-- BEGIN --

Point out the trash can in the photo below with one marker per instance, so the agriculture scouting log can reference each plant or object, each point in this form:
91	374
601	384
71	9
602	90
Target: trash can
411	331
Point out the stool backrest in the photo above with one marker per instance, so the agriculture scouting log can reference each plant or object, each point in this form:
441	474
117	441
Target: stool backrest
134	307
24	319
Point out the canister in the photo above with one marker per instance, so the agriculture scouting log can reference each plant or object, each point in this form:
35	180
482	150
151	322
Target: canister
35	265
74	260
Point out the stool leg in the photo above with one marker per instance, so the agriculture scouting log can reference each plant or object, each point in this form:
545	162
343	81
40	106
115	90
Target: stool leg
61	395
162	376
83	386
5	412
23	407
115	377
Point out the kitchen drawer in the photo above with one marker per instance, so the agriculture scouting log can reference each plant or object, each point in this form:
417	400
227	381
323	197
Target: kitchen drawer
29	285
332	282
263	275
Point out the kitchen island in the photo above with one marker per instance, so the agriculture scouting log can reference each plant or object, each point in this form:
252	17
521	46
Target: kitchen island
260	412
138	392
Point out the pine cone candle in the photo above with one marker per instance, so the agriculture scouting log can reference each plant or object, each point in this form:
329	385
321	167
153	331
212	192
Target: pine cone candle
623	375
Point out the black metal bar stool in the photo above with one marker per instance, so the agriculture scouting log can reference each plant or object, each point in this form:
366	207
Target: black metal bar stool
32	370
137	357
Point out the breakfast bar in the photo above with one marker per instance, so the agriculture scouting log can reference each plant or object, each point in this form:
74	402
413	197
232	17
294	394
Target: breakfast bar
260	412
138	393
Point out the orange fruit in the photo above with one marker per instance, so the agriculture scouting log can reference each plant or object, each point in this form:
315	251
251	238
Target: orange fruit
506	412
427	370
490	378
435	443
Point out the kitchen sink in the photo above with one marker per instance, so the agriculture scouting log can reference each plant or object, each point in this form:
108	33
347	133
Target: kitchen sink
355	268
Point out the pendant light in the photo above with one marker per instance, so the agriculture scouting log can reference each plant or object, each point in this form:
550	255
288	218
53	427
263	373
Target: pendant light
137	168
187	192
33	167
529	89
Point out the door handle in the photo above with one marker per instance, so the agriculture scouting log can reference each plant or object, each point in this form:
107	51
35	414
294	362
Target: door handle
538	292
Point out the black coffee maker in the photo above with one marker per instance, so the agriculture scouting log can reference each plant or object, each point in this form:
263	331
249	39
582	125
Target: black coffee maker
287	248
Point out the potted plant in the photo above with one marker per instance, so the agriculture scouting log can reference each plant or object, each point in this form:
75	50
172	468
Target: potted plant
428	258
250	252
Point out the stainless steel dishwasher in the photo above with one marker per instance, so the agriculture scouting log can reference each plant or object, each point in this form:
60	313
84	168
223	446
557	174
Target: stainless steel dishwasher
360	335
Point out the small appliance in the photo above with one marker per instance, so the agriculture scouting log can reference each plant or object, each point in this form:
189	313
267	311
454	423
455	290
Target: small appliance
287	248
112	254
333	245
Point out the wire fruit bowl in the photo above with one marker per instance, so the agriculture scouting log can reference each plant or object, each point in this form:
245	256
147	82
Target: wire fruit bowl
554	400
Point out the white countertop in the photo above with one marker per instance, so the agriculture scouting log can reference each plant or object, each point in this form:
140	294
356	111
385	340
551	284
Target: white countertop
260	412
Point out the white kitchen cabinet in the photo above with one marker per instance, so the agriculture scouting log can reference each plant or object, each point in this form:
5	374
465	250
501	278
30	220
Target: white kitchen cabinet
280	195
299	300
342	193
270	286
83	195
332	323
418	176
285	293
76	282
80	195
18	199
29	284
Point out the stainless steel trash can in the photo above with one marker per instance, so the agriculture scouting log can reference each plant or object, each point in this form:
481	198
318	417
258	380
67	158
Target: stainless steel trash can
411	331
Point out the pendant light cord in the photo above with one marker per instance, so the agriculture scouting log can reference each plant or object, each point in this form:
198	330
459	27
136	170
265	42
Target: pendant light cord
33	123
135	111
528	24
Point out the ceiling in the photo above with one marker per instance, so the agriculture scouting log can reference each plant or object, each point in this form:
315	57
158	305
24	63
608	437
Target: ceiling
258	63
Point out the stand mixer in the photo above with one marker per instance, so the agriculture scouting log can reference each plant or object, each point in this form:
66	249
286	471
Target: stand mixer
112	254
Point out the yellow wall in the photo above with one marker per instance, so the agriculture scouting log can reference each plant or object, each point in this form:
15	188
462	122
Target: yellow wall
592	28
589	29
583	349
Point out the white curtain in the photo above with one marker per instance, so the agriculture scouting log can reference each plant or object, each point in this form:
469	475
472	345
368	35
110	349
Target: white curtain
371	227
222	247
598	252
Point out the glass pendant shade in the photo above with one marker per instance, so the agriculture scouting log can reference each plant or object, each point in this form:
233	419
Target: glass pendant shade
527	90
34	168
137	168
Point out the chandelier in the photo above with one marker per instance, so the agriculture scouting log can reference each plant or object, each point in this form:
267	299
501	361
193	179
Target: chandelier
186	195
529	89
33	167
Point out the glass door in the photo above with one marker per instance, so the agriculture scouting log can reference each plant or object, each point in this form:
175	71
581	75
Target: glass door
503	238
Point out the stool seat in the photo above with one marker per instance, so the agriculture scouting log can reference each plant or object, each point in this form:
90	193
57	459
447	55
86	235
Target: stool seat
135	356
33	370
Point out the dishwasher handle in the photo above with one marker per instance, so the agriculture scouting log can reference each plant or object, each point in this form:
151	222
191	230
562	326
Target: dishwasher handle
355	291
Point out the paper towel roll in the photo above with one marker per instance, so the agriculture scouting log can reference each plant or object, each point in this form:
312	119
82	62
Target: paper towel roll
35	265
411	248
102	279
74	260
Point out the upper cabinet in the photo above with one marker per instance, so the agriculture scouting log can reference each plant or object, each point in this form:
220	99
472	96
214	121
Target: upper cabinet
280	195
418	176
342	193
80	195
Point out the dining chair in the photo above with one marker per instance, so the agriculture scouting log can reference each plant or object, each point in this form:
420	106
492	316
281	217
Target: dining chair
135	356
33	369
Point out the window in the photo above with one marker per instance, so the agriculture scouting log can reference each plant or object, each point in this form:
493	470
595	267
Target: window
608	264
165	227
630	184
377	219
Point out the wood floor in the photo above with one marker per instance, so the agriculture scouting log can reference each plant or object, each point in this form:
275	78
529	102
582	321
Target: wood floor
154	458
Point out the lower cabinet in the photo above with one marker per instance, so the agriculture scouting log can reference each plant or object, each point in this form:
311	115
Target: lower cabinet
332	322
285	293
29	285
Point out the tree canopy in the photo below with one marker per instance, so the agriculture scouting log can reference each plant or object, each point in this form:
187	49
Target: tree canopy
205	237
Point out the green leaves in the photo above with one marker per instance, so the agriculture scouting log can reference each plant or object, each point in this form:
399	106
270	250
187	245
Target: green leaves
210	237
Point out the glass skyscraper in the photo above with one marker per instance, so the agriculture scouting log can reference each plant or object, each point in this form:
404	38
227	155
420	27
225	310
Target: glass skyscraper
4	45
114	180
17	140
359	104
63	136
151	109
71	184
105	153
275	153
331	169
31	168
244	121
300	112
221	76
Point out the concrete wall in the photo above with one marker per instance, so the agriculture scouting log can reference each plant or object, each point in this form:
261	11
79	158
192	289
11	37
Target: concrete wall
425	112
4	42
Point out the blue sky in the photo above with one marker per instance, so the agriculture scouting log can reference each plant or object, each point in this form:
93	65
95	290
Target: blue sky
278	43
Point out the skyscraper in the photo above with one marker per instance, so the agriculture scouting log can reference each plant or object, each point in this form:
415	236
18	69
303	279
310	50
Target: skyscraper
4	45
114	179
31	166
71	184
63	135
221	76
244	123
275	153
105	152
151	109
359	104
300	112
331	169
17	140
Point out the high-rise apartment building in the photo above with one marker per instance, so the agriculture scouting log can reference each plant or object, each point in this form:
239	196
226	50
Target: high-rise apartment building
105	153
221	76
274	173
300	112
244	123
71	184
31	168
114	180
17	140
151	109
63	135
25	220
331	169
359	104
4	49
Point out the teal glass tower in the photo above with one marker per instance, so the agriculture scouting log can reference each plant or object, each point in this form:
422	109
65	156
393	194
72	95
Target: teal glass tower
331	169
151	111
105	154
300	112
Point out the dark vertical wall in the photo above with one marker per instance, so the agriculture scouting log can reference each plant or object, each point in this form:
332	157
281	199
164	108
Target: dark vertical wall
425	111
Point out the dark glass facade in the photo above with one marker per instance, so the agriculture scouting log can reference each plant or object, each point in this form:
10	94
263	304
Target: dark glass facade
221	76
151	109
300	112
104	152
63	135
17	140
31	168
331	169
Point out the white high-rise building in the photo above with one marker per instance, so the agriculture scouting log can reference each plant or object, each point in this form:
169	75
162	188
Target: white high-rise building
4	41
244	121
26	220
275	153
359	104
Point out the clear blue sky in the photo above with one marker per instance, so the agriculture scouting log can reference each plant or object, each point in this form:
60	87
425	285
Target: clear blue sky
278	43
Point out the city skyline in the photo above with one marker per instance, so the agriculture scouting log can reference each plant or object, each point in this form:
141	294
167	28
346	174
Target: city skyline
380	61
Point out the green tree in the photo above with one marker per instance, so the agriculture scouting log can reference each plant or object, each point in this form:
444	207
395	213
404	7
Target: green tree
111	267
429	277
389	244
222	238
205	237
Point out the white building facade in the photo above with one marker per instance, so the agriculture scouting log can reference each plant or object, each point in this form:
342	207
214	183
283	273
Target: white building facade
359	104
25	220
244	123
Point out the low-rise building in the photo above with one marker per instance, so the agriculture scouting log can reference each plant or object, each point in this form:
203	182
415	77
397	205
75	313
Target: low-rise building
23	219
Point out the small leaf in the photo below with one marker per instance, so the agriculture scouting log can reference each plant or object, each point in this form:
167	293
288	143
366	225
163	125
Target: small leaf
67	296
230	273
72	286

-- END --

_REQUIRED TASK_: Return only the lines running from the line with "Point out the white building" to the last line of the records, both included, exactly as written.

_SOLUTION BELOW_:
Point out the white building facade in the photo above with one marker per instance, so the agriculture scouting log can reference each plant or object, each point in this form:
342	207
214	183
283	273
Target: white building facade
359	104
25	220
244	123
Point out the low-rise building in the photo above with one marker per instance, so the agriculture scouting log can reference each plant or object, each point in this form:
203	182
415	77
397	205
75	313
Target: low-rise building
23	219
Point out the small leaf in the photo below with one marker per instance, so the agriculture scouting log can reference each plant or object, each point in this form:
167	293
288	143
366	225
163	125
Target: small leaf
67	296
230	273
72	286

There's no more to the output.